Text under study:
You're gonna need a new rear rim for sure. It must have sat in dampness and got rusty as those were very durable. It is likely a 48 spoke rim and might be difficult to find a new one. but a lot of Schwinn Twinn's parted out so a good used one may  turn up. Either have a good bike craftsman spoke your original hub to a new rim or try to find an exact used replacement so the rear brake and gear set is still functional.


----------



## Oldbikeguy1960 (May 14, 2022)

Standard 36 spoke S-7 5 speed rim, I counted the spokes.

The drum hub can be reused. That would be the hard part of finding a wheel. 

I have a S-7 36 Hole rim in nice condition. I may also have spokes but I would need the length of the spokes from each side of the hub since they may be different.


----------



## mejaka (May 19, 2022)

Oldbikeguy1960 said:


> Standard 36 spoke S-7 5 speed rim, I counted the spokes.
> 
> The drum hub can be reused. That would be the hard part of finding a wheel.
> 
> I have a S-7 36 Hole rim in nice condition. I may also have spokes but I would need the length of the spokes from each side of the hub since they may be different.



I'm going to be late for work but I just saw this.   OBG, I will measure as soon as I get home around noon!  I've had my girl here fresh off Okinawa (headed for Pendleton) and she managed to convince all her brothers to come home as well, so it's been a busy 10 days.  She's also regretful of her haste in dismantling the bike and super happy to hear I might fix it up.  I'm in waaaay over my head with this and I'm more of a multipotentialist than someone with focused (or focusable) passion, but if I can keep my direction long enough we might get her in rideable shape!  And maybe once another personal goal is met (funds-wise), I'll even be able to look into a more serious restoration (if I can find a passionate bike/Schwinn person to help me--gonna join the Boise Bicycle Project to that end, and they'd be able to help with the spoke attachment and tightening as well).

Exercise data:
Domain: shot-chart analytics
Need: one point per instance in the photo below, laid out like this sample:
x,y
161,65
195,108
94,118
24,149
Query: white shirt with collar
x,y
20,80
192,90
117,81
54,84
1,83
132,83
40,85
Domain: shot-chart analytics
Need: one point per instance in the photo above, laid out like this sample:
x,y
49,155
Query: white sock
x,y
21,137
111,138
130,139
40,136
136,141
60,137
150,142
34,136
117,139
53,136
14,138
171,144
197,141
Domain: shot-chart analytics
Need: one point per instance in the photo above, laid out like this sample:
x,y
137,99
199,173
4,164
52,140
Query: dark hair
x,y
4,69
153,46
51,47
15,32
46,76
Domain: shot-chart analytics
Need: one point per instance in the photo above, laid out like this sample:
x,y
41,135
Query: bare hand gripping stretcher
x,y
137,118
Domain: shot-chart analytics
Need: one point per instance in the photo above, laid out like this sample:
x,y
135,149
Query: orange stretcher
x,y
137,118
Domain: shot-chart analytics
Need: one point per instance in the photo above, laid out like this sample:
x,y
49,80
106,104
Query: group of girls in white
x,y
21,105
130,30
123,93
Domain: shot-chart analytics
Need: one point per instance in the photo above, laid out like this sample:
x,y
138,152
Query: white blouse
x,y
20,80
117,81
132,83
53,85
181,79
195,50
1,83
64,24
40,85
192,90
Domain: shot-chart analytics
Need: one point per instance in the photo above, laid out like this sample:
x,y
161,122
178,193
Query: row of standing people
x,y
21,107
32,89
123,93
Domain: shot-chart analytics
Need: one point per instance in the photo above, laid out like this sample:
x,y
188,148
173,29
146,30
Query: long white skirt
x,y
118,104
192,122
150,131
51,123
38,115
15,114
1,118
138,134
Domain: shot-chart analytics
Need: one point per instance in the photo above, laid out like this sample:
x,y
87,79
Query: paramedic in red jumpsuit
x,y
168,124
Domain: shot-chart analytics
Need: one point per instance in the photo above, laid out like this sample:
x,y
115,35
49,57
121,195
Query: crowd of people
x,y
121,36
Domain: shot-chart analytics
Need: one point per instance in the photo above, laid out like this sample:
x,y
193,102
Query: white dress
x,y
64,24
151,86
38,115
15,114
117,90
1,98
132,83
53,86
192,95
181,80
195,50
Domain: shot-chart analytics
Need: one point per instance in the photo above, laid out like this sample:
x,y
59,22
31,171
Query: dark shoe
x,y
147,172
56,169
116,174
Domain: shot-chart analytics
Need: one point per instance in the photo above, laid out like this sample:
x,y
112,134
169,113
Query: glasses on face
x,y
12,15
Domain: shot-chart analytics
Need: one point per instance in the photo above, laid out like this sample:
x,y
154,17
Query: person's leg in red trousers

Exercise instructions:
1. List every place name that appears in the Schwinn wheel thread.
2. Write out the Schwinn wheel thread word for word, from "You're gonna need" to "is still functional.".

Answer set:
1.
Okinawa
Pendleton
Boise

2.
You're gonna need a new rear rim for sure. It must have sat in dampness and got rusty as those were very durable. It is likely a 48 spoke rim and might be difficult to find a new one. but a lot of Schwinn Twinn's parted out so a good used one may  turn up. Either have a good bike craftsman spoke your original hub to a new rim or try to find an exact used replacement so the rear brake and gear set is still functional.